━━━ INPUT DATA
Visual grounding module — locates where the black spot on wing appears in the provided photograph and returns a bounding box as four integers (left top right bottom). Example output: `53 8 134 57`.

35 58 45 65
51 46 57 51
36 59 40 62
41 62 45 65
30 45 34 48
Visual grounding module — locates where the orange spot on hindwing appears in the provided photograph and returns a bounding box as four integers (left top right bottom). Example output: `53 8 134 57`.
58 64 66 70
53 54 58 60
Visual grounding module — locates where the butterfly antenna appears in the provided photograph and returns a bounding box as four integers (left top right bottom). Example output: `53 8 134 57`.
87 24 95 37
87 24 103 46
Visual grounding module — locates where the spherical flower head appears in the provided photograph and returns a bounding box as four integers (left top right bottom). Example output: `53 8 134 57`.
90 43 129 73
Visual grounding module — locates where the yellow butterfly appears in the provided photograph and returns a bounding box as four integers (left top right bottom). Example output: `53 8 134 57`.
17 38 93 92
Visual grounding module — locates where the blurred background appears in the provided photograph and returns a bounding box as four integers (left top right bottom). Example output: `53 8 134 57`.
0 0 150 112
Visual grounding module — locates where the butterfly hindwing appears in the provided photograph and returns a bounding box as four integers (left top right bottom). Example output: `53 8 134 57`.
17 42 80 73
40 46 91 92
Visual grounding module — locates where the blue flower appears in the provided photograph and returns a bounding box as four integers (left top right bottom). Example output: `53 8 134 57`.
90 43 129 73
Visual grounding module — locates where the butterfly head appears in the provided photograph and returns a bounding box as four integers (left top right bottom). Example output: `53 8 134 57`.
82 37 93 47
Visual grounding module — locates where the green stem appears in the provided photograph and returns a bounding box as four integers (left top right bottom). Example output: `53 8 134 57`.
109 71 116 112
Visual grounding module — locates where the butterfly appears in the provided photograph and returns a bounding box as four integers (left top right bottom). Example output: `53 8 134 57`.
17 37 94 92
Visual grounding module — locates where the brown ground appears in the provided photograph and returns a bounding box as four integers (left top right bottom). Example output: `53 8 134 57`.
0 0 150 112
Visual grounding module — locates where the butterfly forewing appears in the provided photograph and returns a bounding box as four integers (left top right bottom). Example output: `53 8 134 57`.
━━━━━━
## [WHAT NEEDS TO BE DONE]
Please output the listing above exactly, every line included.

## [RESPONSE FOR THIS EXERCISE]
Visual grounding module — locates where the black spot on wing appears in the provided photograph and returns a bounding box as four integers (left top right bottom). Example output: `53 8 134 57`.

35 58 45 65
51 46 57 51
36 59 40 62
41 62 45 65
30 45 34 48
Visual grounding module — locates where the orange spot on hindwing appears in the provided photograph and returns a bounding box as four integers (left top right bottom). Example output: `53 8 134 57`.
58 64 66 70
53 54 58 60
Visual grounding module — locates where the butterfly antenna appears in the provided photograph and returns a bounding box as four integers (left top right bottom). Example output: `53 8 134 57`.
87 24 95 37
87 24 103 46
Visual grounding module — locates where the spherical flower head appears in the provided photograph and returns a bounding box as four integers (left top right bottom). Example output: `53 8 134 57`.
90 43 129 73
Visual grounding module — locates where the yellow butterfly appears in the provided photograph and returns a bounding box as four integers (left top right bottom). Example output: `53 8 134 57`.
17 38 93 92
Visual grounding module — locates where the blurred background appears in the provided photograph and returns a bounding box as four integers (left top right bottom). Example output: `53 8 134 57`.
0 0 150 112
Visual grounding module — locates where the butterfly hindwing appears in the provided photograph and returns a bounding box as four integers (left top right bottom). Example output: `53 8 134 57`.
17 42 80 73
40 46 91 92
Visual grounding module — locates where the blue flower appears in the provided photograph and returns a bounding box as four integers (left top right bottom). Example output: `53 8 134 57`.
90 43 129 73
Visual grounding module — locates where the butterfly head appears in the provided photograph and returns a bounding box as four integers (left top right bottom). Example output: `53 8 134 57`.
82 37 93 47
Visual grounding module — locates where the green stem appears in the provided photograph and returns a bounding box as four integers (left top right bottom). Example output: `53 8 134 57`.
109 71 116 112
Visual grounding module — locates where the butterfly appears in the provided photograph and returns a bounding box as four integers (left top right bottom). Example output: `53 8 134 57`.
17 37 94 92
Visual grounding module — locates where the brown ground appears in the provided photograph and returns a bounding box as four integers (left top right bottom). Example output: `53 8 134 57`.
0 0 150 112
Visual grounding module — locates where the butterfly forewing appears in the provided photograph and returns a bounding box as four integers (left top right bottom). Example output: `53 8 134 57`.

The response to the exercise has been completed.